Given task: Reproduce the entries below in full, switching each occurrence of "Determine" to "Locate" and keeping every other character unchanged.

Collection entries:
Begin

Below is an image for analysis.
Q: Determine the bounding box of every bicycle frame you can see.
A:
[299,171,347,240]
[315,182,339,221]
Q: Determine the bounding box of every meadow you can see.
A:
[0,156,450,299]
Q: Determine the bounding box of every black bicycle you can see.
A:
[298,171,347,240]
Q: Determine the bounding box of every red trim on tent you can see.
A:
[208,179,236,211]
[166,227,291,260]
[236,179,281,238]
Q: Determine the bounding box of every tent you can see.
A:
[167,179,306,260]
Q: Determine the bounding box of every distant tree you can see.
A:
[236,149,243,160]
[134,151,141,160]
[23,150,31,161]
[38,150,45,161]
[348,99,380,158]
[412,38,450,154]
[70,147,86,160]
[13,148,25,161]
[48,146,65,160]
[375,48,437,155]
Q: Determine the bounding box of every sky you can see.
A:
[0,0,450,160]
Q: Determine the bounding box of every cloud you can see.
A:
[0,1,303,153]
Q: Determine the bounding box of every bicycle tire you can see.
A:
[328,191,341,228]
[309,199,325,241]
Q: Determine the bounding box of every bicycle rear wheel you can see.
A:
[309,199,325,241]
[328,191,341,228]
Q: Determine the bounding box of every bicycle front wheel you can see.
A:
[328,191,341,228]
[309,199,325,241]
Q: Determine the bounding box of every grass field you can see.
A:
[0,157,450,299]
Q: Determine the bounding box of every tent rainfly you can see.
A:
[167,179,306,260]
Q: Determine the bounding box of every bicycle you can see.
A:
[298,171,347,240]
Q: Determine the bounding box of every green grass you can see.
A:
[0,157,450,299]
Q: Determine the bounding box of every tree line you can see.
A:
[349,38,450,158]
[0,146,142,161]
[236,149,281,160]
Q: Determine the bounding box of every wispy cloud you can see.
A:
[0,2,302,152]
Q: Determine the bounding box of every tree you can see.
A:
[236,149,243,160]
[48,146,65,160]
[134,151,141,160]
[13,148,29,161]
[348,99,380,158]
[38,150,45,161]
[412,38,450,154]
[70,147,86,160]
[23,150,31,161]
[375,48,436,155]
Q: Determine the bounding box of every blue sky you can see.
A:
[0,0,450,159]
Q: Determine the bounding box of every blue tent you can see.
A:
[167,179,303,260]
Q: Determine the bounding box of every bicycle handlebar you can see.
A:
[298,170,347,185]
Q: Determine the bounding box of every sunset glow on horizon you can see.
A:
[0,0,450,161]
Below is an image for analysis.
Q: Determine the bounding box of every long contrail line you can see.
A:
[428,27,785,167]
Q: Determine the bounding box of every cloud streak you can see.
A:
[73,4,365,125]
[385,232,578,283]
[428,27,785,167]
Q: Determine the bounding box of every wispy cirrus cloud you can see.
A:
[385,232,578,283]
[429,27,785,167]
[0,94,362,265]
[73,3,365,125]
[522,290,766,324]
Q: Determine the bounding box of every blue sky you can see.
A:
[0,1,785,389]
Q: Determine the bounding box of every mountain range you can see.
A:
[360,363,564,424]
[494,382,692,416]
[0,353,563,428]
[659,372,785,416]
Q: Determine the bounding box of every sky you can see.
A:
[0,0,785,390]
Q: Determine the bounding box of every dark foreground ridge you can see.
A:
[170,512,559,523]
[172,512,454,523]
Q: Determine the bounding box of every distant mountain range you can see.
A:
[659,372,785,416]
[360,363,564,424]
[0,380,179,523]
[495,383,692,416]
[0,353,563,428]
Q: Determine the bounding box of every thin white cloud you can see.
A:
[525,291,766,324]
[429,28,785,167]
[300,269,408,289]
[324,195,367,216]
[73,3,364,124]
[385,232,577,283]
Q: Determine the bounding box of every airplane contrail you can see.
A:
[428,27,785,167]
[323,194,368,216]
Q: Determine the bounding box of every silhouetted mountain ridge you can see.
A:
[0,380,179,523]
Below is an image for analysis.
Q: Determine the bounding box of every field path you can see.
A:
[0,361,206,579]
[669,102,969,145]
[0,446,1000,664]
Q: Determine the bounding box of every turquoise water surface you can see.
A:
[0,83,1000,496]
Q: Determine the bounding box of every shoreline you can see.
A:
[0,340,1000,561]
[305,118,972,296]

End

Expected answer:
Below is an image for analysis.
Q: Locate the bounding box of every bicycle frame you can see.
A:
[299,171,347,240]
[315,182,339,221]
Q: Locate the bounding box of every meadow you can see.
A:
[0,156,450,299]
Q: Locate the bounding box of every black bicycle you can see.
A:
[298,171,347,240]
Q: Locate the bounding box of every red trim on tent you can see.
A:
[208,179,236,211]
[166,227,291,260]
[236,179,281,238]
Q: Locate the bounding box of every tent you can see.
A:
[167,179,306,260]
Q: Locate the bounding box of every distant tree you can see.
A:
[236,149,243,160]
[134,151,141,160]
[23,150,31,161]
[38,150,45,161]
[348,99,380,158]
[412,38,450,154]
[70,147,86,160]
[13,148,25,161]
[48,146,65,160]
[375,48,437,155]
Q: Locate the bounding box of every sky you can see.
A:
[0,0,450,160]
Q: Locate the bounding box of every cloud you can see.
A:
[0,1,303,153]
Q: Locate the bounding box of every bicycle tire you can see.
A:
[328,191,341,228]
[309,199,325,241]
Q: Locate the bounding box of every bicycle rear wheel you can see.
A:
[309,199,325,241]
[328,191,341,228]
Q: Locate the bounding box of every bicycle front wheel you can see.
A:
[328,191,341,228]
[309,199,325,241]
Q: Locate the bounding box of every grass field you can see.
A:
[0,157,450,299]
Q: Locate the bounding box of every tent rainfly you can see.
A:
[167,179,306,260]
Q: Locate the bounding box of every bicycle you can see.
A:
[298,171,347,240]
Q: Locate the bounding box of every green grass you can see.
A:
[0,157,450,299]
Q: Locate the bounding box of every tree line you can see.
A:
[349,38,450,158]
[0,146,142,161]
[236,149,281,160]
Q: Locate the bounding box of every wispy cloud you can see.
A:
[0,2,302,152]
Q: Locate the bounding box of every tree you can see.
A:
[236,149,243,160]
[48,146,65,160]
[134,151,141,160]
[13,148,29,161]
[348,99,380,158]
[38,150,45,161]
[412,38,450,154]
[70,147,86,160]
[23,150,31,161]
[375,48,436,155]
Q: Locate the bounding box of every blue sky you can see.
A:
[0,0,450,159]
Q: Locate the bounding box of every blue tent you can see.
A:
[167,179,303,260]
Q: Locate the bounding box of every bicycle handlebar you can see.
A:
[298,170,347,185]
Q: Locate the bounding box of every sunset glow on horizon you can see.
A:
[0,0,450,161]
Below is an image for analysis.
Q: Locate the bounding box of every long contrail line you can see.
A:
[428,27,785,167]
Q: Locate the bounding box of every cloud streak you can see.
A:
[73,4,365,125]
[385,232,578,283]
[428,27,785,167]
Q: Locate the bounding box of every wispy cirrus cloud you can see.
A:
[385,232,578,283]
[429,27,785,167]
[0,94,362,265]
[73,3,365,125]
[522,290,766,324]
Q: Locate the bounding box of every blue sky you can see.
A:
[0,1,785,389]
Q: Locate the bounding box of every mountain range you can see.
A:
[360,363,564,424]
[494,382,692,416]
[0,353,563,428]
[659,372,785,416]
Q: Locate the bounding box of every sky you can see.
A:
[0,0,785,390]
Q: Locate the bounding box of every dark foreground ridge you can see.
A:
[170,512,559,523]
[172,512,454,523]
Q: Locate the bounding box of every distant mountain range you can see.
A:
[659,372,785,416]
[360,363,564,424]
[0,380,179,523]
[495,383,692,416]
[0,353,563,428]
Q: Locate the bounding box of every thin white cloud you can see.
A:
[525,291,766,324]
[429,28,785,167]
[300,269,408,289]
[324,195,367,216]
[73,3,364,124]
[385,232,577,283]
Q: Locate the bounding box of every airplane contrail you can see.
A:
[428,27,785,167]
[323,194,368,216]
Q: Locate the bounding box of every silhouetted mountain ridge you can see.
A:
[0,380,179,523]
Below is an image for analysis.
Q: Locate the bounding box of every field path you can see.
A:
[0,361,206,579]
[669,102,969,145]
[0,446,1000,664]
Q: Locate the bounding box of every turquoise water surface you can see.
A:
[0,83,1000,496]
Q: Locate the bounding box of every shoreline you can see.
A:
[0,340,1000,561]
[305,118,972,296]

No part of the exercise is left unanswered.